#### [Assignment]
Gather the lines below that include the string "haired", copying each in full.

---+---

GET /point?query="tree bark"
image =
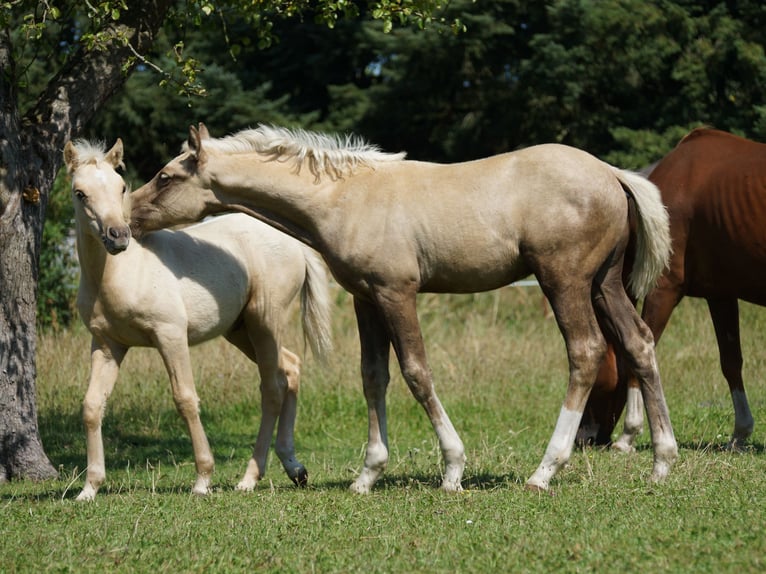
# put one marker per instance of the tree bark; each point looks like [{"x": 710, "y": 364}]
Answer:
[{"x": 30, "y": 157}]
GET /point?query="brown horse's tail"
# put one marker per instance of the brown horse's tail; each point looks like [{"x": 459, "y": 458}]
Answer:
[
  {"x": 316, "y": 306},
  {"x": 653, "y": 244}
]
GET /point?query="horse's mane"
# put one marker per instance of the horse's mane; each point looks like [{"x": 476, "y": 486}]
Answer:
[
  {"x": 90, "y": 152},
  {"x": 332, "y": 155}
]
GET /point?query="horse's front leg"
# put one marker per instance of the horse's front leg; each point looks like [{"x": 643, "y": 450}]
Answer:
[
  {"x": 400, "y": 313},
  {"x": 586, "y": 349},
  {"x": 104, "y": 368},
  {"x": 285, "y": 443},
  {"x": 175, "y": 354},
  {"x": 375, "y": 349},
  {"x": 725, "y": 316}
]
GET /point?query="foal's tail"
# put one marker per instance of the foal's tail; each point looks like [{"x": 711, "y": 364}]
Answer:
[
  {"x": 316, "y": 305},
  {"x": 653, "y": 244}
]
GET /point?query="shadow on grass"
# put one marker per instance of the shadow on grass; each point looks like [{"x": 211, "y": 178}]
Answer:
[
  {"x": 702, "y": 446},
  {"x": 483, "y": 481}
]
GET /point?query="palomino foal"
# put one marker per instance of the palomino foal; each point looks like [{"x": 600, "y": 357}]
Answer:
[
  {"x": 390, "y": 228},
  {"x": 232, "y": 276}
]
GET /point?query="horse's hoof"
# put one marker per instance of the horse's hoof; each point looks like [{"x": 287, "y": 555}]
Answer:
[{"x": 357, "y": 488}]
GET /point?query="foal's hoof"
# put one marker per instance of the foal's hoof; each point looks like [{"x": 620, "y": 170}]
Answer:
[{"x": 301, "y": 478}]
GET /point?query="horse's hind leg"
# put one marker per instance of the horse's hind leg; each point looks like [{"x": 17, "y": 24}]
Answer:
[
  {"x": 658, "y": 306},
  {"x": 104, "y": 368},
  {"x": 725, "y": 315},
  {"x": 284, "y": 446},
  {"x": 375, "y": 347},
  {"x": 632, "y": 337},
  {"x": 279, "y": 371},
  {"x": 396, "y": 314},
  {"x": 586, "y": 349}
]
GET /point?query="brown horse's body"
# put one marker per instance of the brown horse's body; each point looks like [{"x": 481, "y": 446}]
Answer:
[
  {"x": 714, "y": 186},
  {"x": 389, "y": 229}
]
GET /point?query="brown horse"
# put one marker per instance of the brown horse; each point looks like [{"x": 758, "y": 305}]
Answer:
[
  {"x": 714, "y": 186},
  {"x": 390, "y": 228}
]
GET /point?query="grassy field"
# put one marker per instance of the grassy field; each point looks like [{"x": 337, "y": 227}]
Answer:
[{"x": 500, "y": 371}]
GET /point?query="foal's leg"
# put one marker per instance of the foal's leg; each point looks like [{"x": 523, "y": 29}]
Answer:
[
  {"x": 658, "y": 306},
  {"x": 725, "y": 315},
  {"x": 586, "y": 349},
  {"x": 175, "y": 353},
  {"x": 375, "y": 349},
  {"x": 284, "y": 446},
  {"x": 104, "y": 368},
  {"x": 633, "y": 338},
  {"x": 398, "y": 309},
  {"x": 279, "y": 371}
]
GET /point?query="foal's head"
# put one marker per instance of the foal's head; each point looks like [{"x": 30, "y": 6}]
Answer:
[
  {"x": 101, "y": 199},
  {"x": 179, "y": 193}
]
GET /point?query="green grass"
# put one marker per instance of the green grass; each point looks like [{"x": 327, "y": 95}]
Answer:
[{"x": 500, "y": 370}]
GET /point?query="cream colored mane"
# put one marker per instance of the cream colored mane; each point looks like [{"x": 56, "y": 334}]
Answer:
[
  {"x": 324, "y": 154},
  {"x": 89, "y": 152}
]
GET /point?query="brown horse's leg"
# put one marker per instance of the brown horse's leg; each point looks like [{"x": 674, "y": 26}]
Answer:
[
  {"x": 605, "y": 403},
  {"x": 725, "y": 316},
  {"x": 375, "y": 348},
  {"x": 175, "y": 354},
  {"x": 633, "y": 338},
  {"x": 658, "y": 306},
  {"x": 104, "y": 368},
  {"x": 586, "y": 348}
]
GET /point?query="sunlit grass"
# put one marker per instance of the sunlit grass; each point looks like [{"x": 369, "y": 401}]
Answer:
[{"x": 500, "y": 370}]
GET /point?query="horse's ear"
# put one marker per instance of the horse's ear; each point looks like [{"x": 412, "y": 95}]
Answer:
[
  {"x": 195, "y": 145},
  {"x": 70, "y": 157},
  {"x": 203, "y": 133},
  {"x": 114, "y": 155}
]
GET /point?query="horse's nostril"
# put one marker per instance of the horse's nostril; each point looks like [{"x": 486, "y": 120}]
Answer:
[{"x": 116, "y": 233}]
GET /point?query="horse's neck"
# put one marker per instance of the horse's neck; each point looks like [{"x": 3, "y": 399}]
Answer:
[
  {"x": 93, "y": 259},
  {"x": 294, "y": 203}
]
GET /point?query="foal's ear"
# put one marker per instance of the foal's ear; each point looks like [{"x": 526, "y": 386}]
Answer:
[
  {"x": 114, "y": 155},
  {"x": 70, "y": 157},
  {"x": 203, "y": 133},
  {"x": 195, "y": 144}
]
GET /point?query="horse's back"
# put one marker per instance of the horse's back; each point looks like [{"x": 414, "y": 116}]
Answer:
[
  {"x": 714, "y": 184},
  {"x": 217, "y": 268}
]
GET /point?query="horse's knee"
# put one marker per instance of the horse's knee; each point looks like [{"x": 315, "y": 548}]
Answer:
[
  {"x": 92, "y": 412},
  {"x": 290, "y": 365},
  {"x": 187, "y": 403},
  {"x": 418, "y": 378}
]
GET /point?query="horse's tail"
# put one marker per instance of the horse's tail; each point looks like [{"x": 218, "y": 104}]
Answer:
[
  {"x": 653, "y": 243},
  {"x": 316, "y": 306}
]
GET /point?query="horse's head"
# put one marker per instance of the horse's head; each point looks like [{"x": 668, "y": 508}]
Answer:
[
  {"x": 101, "y": 200},
  {"x": 179, "y": 193}
]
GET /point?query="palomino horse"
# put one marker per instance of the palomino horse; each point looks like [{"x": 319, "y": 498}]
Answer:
[
  {"x": 389, "y": 228},
  {"x": 714, "y": 186},
  {"x": 231, "y": 276}
]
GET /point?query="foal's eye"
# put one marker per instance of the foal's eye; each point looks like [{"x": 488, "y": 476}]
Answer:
[{"x": 163, "y": 179}]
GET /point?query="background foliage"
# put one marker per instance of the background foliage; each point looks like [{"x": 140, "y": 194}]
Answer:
[{"x": 623, "y": 79}]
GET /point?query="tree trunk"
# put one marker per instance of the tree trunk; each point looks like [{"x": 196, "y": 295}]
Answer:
[{"x": 30, "y": 156}]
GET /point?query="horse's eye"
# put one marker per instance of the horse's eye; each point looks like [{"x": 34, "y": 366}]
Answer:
[{"x": 163, "y": 179}]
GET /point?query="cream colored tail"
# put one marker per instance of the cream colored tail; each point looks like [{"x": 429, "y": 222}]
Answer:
[
  {"x": 316, "y": 306},
  {"x": 653, "y": 243}
]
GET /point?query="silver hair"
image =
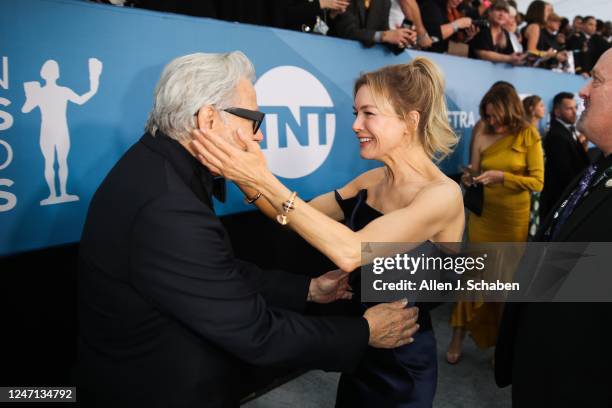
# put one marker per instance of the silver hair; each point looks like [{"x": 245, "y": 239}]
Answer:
[{"x": 190, "y": 82}]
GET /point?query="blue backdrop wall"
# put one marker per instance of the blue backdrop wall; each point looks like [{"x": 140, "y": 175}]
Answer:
[{"x": 304, "y": 84}]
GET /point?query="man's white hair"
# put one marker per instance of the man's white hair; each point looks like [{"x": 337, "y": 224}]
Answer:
[{"x": 191, "y": 82}]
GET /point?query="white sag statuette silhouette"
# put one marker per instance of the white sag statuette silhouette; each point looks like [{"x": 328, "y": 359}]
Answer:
[{"x": 52, "y": 100}]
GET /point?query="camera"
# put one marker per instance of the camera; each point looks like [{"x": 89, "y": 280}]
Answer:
[
  {"x": 405, "y": 24},
  {"x": 480, "y": 23}
]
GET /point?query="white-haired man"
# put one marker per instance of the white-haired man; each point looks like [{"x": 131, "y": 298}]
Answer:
[
  {"x": 167, "y": 315},
  {"x": 558, "y": 354}
]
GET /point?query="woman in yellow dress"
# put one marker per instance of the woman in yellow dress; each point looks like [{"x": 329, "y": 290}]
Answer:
[{"x": 508, "y": 155}]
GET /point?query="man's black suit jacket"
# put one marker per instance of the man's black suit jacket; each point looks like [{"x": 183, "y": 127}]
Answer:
[
  {"x": 166, "y": 313},
  {"x": 565, "y": 158},
  {"x": 558, "y": 354}
]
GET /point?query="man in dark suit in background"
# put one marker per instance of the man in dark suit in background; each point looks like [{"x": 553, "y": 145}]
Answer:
[
  {"x": 368, "y": 21},
  {"x": 565, "y": 155},
  {"x": 167, "y": 315},
  {"x": 558, "y": 354}
]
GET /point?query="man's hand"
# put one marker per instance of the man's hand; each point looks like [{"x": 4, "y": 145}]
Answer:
[
  {"x": 330, "y": 287},
  {"x": 391, "y": 324},
  {"x": 517, "y": 58},
  {"x": 424, "y": 41},
  {"x": 402, "y": 37},
  {"x": 334, "y": 5}
]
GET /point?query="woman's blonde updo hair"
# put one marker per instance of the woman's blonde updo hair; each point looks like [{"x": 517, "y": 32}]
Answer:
[{"x": 415, "y": 86}]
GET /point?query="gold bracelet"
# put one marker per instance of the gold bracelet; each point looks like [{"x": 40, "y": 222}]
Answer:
[
  {"x": 287, "y": 207},
  {"x": 248, "y": 200}
]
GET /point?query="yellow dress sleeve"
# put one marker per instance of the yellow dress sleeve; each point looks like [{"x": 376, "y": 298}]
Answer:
[{"x": 534, "y": 179}]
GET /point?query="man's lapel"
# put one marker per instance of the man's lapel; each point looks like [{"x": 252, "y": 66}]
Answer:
[{"x": 585, "y": 208}]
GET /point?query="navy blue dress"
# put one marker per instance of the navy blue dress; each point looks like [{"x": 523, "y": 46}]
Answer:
[{"x": 404, "y": 377}]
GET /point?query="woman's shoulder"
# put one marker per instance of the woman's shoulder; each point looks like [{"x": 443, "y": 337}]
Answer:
[
  {"x": 530, "y": 135},
  {"x": 525, "y": 138},
  {"x": 443, "y": 188},
  {"x": 361, "y": 182}
]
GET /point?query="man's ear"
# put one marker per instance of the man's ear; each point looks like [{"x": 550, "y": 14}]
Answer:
[{"x": 208, "y": 117}]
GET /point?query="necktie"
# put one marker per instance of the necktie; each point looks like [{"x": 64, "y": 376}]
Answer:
[
  {"x": 572, "y": 130},
  {"x": 570, "y": 204},
  {"x": 219, "y": 188}
]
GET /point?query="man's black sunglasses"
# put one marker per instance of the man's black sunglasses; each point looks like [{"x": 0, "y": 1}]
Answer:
[{"x": 255, "y": 116}]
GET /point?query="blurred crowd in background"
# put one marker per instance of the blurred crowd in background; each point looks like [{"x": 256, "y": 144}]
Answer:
[{"x": 495, "y": 31}]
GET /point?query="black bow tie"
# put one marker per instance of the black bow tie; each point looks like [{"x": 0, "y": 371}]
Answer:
[{"x": 219, "y": 188}]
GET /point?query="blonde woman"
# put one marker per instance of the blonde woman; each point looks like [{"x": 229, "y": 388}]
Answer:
[
  {"x": 535, "y": 110},
  {"x": 400, "y": 120}
]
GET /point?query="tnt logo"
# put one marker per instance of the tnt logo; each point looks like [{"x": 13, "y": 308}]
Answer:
[{"x": 300, "y": 122}]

---+---

#### [Result of the exercise]
GET /point?query="white-haired man"
# put one marker per instance of the white-haired man; each point looks like [{"x": 131, "y": 298}]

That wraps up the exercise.